::: EXCERPT PROVIDED :::
The Board meets on a regular basis to not only strategize and take care of general business but also to plan events, discuss guest speakers, and coordinate conference participation.

A list of the Chapter Officers is available. Copies of the executive meeting minutes can be obtained by contacting the Chapter President.

Our Chapter Bylaws

Bylaw 1 – Name & Territory 

Section 1: This organization shall be called International Institute of Business Analysis Vancouver, BC Chapter (hereinafter “the Chapter”). This organization is a Chapter chartered by International Institute of Business Analysis, (hereinafter “IIBA®”) and separately organized. This document is the general bylaws of the Chapter which regulate the operation of this organization. (updated 2008/11/19) 

Section 2: The principal office of the Chapter shall be located in Vancouver in the Province of British Columbia. 

Section 3: The Chapter is responsible to the duly elected IIBA Board of Directors and is subject to all IIBA policies, procedures, rules, and directives. 

Section 4: The Chapter shall meet all legal requirements in the jurisdiction in which the Chapter conducts business or is incorporated and/or registered. 

Section 5: The Bylaws of the Chapter may not conflict with IIBA’s current Bylaws and all policies, procedures, rules or directives established or authorized neither by IIBA’s Board of Directors nor with the Chapter’s Charter with IIBA. 

Section 6: The terms of the Charter executed between the Chapter and IIBA, including all restrictions and prohibitions, shall take precedence over these Bylaws and other authority granted hereunder. 

 

Bylaw 2 – Objective 

Section 1: The purpose of the Chapter is to promote the practice of business analysis, raise the profile of the business analyst role, and to locally represent the International Institute of Business Analysis (IIBA®). 

Section 2: The objectives of the Chapter are to: 

• Advance the role of the Business Analyst as a recognized profession; 

• Support opportunities for members to network with, and gain knowledge from, seasoned BA practitioners as well as with industry and government leaders; 

• Provide access for members to a formal “knowledge base” as well as forums for sharing expertise, expressing professional opinions, and building a reputation within the industry; 

• Provide pathways to learn about business analysis best practices; 

• Obtain and maintain a sufficient level of financial security, sustainability, and autonomy at the Chapter level to sustain the Chapter.
::: RECORDS FOR THE TASK :::
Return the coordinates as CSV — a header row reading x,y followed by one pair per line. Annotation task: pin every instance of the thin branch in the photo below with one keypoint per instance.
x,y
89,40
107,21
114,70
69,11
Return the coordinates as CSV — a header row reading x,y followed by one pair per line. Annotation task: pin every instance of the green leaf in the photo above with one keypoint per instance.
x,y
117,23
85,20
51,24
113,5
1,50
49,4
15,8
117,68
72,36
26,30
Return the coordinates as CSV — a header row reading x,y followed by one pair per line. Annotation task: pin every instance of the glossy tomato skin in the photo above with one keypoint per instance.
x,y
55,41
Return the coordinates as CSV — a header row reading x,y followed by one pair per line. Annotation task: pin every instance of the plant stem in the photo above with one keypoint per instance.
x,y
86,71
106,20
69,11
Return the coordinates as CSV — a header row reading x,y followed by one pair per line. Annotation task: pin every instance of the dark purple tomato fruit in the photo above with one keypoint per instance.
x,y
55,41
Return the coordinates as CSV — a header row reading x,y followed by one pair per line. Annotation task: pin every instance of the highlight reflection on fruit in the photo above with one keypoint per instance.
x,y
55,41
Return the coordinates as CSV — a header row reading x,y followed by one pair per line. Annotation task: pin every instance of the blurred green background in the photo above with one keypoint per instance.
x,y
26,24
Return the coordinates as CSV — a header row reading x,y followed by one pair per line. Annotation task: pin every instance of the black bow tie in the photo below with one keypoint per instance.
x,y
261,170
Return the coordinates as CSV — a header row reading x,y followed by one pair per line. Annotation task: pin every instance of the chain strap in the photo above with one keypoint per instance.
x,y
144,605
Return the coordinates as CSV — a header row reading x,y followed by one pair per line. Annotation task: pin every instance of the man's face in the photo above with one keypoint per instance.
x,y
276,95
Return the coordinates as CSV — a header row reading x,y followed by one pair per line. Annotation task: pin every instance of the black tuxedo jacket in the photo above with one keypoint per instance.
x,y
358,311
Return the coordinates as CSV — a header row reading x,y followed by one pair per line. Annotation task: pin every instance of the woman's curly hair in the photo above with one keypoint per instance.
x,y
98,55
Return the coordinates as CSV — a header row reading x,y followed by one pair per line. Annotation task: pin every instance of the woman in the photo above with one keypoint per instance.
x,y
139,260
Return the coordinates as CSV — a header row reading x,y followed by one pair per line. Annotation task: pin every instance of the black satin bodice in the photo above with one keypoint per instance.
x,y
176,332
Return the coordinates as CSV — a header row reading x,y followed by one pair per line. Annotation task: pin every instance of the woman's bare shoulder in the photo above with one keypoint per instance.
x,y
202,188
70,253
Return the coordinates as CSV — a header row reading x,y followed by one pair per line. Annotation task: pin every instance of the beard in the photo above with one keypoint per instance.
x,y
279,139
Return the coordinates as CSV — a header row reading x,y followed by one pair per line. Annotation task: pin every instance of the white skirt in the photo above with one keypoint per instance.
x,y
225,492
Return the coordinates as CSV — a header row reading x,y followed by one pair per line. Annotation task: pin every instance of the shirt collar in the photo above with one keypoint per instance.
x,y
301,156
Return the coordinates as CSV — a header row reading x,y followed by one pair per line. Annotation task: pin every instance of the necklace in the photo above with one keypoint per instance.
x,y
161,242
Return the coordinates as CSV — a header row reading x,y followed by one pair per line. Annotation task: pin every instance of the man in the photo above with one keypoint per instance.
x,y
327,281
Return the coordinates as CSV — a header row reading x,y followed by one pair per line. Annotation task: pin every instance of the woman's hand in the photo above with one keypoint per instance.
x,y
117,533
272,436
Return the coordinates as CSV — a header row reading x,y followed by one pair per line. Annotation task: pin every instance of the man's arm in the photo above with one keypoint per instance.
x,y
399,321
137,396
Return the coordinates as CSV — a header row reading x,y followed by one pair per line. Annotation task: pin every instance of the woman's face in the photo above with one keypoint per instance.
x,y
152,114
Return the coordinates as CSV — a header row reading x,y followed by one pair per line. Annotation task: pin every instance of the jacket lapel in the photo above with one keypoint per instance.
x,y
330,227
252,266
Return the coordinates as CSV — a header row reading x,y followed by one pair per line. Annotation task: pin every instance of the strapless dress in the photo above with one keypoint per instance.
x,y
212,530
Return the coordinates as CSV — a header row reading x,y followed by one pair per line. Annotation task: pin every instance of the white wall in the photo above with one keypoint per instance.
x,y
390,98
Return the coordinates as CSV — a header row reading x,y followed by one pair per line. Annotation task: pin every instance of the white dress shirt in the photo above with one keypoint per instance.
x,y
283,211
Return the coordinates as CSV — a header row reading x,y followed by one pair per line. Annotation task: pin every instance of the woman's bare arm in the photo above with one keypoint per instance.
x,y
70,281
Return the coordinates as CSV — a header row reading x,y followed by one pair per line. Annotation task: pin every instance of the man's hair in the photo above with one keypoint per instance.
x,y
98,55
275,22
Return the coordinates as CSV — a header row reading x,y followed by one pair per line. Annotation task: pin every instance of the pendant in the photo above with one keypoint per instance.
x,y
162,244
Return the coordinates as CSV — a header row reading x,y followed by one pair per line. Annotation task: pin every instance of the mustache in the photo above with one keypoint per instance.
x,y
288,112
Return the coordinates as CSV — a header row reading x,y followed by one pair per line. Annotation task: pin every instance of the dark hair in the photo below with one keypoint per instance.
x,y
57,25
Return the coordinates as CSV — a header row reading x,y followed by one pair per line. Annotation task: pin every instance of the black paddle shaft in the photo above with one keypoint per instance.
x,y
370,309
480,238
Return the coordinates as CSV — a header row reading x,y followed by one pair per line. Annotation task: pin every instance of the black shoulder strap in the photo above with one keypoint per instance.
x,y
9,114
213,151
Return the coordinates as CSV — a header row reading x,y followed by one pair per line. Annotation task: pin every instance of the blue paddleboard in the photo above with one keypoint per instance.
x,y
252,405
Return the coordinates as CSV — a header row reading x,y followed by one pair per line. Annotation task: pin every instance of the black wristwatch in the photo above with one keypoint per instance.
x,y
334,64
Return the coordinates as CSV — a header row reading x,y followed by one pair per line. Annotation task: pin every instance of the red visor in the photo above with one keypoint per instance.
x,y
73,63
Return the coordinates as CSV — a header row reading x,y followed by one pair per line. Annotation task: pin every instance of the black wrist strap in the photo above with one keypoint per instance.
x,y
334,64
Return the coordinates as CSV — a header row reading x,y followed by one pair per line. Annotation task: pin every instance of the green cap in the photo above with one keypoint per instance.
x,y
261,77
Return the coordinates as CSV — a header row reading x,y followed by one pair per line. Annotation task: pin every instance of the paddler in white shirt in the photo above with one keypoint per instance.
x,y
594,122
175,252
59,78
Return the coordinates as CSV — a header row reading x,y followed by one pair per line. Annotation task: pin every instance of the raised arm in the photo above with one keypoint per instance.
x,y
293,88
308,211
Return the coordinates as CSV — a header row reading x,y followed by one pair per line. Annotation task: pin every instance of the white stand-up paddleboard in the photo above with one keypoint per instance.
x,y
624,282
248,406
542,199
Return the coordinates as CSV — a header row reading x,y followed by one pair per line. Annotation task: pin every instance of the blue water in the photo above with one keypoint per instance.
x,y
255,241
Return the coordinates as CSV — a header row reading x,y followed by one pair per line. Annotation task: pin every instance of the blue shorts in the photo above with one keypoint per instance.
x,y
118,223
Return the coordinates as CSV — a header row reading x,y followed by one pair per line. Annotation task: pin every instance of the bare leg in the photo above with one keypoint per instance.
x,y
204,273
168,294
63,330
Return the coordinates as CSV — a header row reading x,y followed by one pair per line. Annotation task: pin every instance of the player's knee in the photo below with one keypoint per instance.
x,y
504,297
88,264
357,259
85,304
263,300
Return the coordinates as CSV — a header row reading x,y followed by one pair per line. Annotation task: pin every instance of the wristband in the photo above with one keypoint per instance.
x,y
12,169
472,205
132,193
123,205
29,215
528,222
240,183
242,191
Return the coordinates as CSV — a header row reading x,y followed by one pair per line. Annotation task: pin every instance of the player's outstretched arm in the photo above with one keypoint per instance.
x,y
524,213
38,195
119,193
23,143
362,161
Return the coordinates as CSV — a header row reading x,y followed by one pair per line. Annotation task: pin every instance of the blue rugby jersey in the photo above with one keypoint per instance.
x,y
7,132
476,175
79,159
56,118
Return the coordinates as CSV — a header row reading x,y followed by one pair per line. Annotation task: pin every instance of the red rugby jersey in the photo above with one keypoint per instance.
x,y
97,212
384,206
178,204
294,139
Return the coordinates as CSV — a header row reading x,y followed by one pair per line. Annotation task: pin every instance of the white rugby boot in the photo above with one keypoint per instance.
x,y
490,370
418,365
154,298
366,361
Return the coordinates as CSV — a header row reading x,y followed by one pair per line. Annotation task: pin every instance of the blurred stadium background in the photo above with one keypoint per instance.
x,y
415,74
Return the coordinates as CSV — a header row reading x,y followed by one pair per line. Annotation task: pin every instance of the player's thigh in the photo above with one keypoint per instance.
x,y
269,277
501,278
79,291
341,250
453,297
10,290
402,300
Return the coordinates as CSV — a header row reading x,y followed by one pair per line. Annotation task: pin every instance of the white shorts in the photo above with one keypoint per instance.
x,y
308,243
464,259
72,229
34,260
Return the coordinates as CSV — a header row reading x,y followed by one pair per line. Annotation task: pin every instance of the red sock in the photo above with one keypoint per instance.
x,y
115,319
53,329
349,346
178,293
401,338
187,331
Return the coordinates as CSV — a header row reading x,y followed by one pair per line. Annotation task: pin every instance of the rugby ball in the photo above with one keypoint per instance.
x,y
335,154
:::
### WHAT TO DO
[A] According to the chapter bylaws excerpt, why does the Board meet on a regular basis? Answer in one to three sentences.
[B] Pull out every line of the records that contains the string "tomato".

### SOLUTIONS TO EACH TASK
[A] The Board meets regularly to strategize and take care of general business. It also uses these meetings to plan events, discuss guest speakers, and coordinate conference participation.

[B]
Return the coordinates as CSV — a header row reading x,y followed by one pair per line. Annotation task: pin every instance of the glossy tomato skin in the photo above with one keypoint per instance.
Return the coordinates as CSV — a header row reading x,y followed by one pair per line. Annotation task: pin every instance of the dark purple tomato fruit in the photo above with one keypoint per instance.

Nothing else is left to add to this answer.